## Ausgangstext
#####
Nichts motiviert Boxer mehr als die Erkenntnis, dass ihre Treffer Wirkung zeigen.


So schnell kann ein Jobtraum platzen. Thomas Schmid setzte unter Türkis-Blau die Republik in Bewegung, um Alleinvorstand der neu strukturierten Verstaatlichten-Holding Öbag zu werden. Am Dienstag wurde sein Abschied per März 2022 mit Auslaufen seines Vertrags bekannt.

Gewackelt hat Schmid, seit im Zuge der Ibiza-Causa bekannt wurde, dass er sich Gesetz wie Ausschreibung auf den eigenen Leib geschneidert hatte. Doch erst der fatale Eindruck der öffentlich gewordenen Chat-Nachrichten, die einen verstörenden Einblick in die Art und Weise gaben, wie der innerste Kreis der türkisen ÖVP um Sebastian Kurz in vermeintlicher Vertrautheit miteinander kommuniziert, hat Schmid zur schweren Belastung werden lassen. Für die Verstaatlichten-Holding wie für die ÖVP.
#####
## Eingabedaten
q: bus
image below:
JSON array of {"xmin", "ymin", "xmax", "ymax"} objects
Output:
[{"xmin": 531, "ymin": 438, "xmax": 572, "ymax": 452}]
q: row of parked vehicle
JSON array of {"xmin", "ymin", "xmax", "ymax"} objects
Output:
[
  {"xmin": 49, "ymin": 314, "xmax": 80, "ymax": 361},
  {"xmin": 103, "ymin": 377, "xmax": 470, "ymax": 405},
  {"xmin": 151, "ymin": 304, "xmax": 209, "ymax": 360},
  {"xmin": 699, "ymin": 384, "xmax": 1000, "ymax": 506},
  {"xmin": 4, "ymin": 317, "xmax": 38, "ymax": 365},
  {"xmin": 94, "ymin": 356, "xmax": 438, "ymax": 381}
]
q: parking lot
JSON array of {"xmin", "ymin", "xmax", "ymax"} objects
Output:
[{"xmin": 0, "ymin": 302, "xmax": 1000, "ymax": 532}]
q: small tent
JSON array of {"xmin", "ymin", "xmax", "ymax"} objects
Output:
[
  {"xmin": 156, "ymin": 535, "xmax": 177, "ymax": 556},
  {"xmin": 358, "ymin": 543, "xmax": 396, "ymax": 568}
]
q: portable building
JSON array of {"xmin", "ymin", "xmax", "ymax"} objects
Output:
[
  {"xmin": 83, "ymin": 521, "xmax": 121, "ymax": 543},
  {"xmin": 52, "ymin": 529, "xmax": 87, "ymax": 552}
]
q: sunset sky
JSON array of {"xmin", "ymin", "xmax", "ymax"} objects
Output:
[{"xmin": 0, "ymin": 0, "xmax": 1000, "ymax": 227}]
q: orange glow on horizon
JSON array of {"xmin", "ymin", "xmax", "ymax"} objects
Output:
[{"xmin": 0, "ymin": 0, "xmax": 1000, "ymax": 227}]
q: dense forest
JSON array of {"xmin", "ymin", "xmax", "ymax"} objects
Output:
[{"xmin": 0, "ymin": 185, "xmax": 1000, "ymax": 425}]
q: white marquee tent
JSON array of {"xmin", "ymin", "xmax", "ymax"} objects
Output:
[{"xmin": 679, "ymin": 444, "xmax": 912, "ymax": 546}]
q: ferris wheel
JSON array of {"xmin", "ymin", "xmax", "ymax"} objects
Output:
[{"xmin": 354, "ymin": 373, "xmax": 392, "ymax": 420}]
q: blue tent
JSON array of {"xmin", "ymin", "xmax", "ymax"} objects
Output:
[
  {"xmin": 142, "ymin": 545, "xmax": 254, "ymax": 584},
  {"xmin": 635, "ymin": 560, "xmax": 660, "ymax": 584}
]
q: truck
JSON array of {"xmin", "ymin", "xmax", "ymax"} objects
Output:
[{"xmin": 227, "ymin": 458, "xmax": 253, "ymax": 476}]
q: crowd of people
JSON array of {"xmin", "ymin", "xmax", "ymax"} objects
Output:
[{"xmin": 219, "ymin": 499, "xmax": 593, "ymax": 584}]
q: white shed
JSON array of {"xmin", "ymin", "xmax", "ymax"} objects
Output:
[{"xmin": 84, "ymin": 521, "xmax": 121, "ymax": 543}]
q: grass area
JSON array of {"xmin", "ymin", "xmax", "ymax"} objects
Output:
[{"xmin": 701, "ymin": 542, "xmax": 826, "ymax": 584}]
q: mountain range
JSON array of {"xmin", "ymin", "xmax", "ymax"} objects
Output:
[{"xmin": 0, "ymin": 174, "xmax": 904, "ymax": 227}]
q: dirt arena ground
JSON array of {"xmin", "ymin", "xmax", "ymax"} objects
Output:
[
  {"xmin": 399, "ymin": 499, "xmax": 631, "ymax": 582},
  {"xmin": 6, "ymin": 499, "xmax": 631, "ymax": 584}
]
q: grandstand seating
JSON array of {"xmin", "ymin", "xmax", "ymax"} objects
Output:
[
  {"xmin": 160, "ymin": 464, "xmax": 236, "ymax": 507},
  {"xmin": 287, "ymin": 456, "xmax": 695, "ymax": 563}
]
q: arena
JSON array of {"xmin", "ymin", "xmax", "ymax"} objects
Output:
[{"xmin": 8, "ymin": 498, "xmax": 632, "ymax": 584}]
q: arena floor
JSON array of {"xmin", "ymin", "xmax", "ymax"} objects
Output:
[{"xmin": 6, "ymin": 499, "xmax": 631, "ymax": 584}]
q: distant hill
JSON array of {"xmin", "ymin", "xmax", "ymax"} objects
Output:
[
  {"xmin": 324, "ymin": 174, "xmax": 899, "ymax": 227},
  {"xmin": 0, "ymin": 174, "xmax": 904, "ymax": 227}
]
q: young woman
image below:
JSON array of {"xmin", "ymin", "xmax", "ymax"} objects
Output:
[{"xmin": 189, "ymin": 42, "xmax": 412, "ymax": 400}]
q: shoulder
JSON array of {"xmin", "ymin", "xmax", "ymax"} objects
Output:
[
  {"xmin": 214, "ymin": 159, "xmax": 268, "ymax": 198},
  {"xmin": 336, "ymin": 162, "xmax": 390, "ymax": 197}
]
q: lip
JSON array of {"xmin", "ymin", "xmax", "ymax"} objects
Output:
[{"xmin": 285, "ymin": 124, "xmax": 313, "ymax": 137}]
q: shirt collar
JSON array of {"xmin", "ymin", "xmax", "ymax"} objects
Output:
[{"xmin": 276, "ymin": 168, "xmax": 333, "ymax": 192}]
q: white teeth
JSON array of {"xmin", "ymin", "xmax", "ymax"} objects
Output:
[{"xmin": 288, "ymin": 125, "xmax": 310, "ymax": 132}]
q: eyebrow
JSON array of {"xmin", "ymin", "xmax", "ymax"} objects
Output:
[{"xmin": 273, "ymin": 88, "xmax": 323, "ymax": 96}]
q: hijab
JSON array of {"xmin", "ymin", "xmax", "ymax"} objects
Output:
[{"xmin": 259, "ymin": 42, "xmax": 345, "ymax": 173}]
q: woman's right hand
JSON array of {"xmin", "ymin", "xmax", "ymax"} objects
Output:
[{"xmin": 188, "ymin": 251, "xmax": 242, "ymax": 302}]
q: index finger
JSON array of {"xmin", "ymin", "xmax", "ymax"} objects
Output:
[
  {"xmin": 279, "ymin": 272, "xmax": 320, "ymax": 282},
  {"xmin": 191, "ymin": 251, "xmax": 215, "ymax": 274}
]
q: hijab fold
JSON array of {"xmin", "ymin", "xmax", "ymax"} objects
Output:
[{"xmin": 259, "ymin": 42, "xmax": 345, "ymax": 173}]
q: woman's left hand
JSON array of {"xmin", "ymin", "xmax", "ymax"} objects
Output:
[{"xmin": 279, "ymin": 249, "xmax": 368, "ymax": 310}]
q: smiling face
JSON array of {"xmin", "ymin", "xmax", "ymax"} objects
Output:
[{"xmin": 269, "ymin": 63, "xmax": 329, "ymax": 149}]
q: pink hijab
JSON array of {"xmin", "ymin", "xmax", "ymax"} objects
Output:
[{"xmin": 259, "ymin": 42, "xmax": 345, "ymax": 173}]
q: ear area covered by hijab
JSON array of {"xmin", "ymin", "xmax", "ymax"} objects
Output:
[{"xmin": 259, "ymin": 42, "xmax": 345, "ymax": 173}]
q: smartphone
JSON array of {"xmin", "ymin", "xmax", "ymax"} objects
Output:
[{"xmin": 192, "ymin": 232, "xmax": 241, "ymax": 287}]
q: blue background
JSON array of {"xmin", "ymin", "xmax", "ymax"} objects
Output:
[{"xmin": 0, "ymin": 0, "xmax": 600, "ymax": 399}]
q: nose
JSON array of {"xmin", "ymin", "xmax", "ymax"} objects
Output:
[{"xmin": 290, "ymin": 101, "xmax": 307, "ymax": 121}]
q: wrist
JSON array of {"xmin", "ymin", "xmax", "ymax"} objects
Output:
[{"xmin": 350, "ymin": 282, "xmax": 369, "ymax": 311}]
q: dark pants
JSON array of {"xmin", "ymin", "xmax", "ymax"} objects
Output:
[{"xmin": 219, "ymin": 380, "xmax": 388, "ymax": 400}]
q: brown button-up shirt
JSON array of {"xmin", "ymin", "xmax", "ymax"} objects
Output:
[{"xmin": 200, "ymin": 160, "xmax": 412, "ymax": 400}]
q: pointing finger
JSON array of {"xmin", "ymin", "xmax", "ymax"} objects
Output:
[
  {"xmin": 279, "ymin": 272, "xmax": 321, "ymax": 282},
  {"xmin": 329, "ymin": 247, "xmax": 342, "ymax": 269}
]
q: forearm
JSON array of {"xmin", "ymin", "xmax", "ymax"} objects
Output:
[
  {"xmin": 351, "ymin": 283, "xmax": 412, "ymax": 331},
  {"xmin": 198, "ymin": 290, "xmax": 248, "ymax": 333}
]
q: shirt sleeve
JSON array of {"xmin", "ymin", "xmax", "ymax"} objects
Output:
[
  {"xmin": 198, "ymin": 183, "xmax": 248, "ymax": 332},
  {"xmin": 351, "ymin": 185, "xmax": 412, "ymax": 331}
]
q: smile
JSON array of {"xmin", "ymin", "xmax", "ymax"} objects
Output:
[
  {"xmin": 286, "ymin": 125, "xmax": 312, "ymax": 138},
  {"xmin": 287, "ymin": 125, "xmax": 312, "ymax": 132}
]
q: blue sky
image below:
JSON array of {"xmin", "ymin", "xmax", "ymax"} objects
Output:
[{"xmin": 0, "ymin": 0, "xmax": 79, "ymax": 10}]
#####
## Zu erledigen
1: Kannst du aus dem Artikel über Thomas Schmids Abschied von der Öbag die Passage von „Nichts motiviert Boxer“ bis einschließlich „für die ÖVP.“ wortgetreu herausziehen?
2: Welche Zeilen der Auflistung enthalten die Zeichenfolge „area“? Trag sie alle vollständig zusammen, wobei Groß- und Kleinschreibung zu beachten ist.

## Ergebnisse je Aufgabe
1:
Nichts motiviert Boxer mehr als die Erkenntnis, dass ihre Treffer Wirkung zeigen.


So schnell kann ein Jobtraum platzen. Thomas Schmid setzte unter Türkis-Blau die Republik in Bewegung, um Alleinvorstand der neu strukturierten Verstaatlichten-Holding Öbag zu werden. Am Dienstag wurde sein Abschied per März 2022 mit Auslaufen seines Vertrags bekannt.

Gewackelt hat Schmid, seit im Zuge der Ibiza-Causa bekannt wurde, dass er sich Gesetz wie Ausschreibung auf den eigenen Leib geschneidert hatte. Doch erst der fatale Eindruck der öffentlich gewordenen Chat-Nachrichten, die einen verstörenden Einblick in die Art und Weise gaben, wie der innerste Kreis der türkisen ÖVP um Sebastian Kurz in vermeintlicher Vertrautheit miteinander kommuniziert, hat Schmid zur schweren Belastung werden lassen. Für die Verstaatlichten-Holding wie für die ÖVP.

2:
q: grass area
q: ear area covered by hijab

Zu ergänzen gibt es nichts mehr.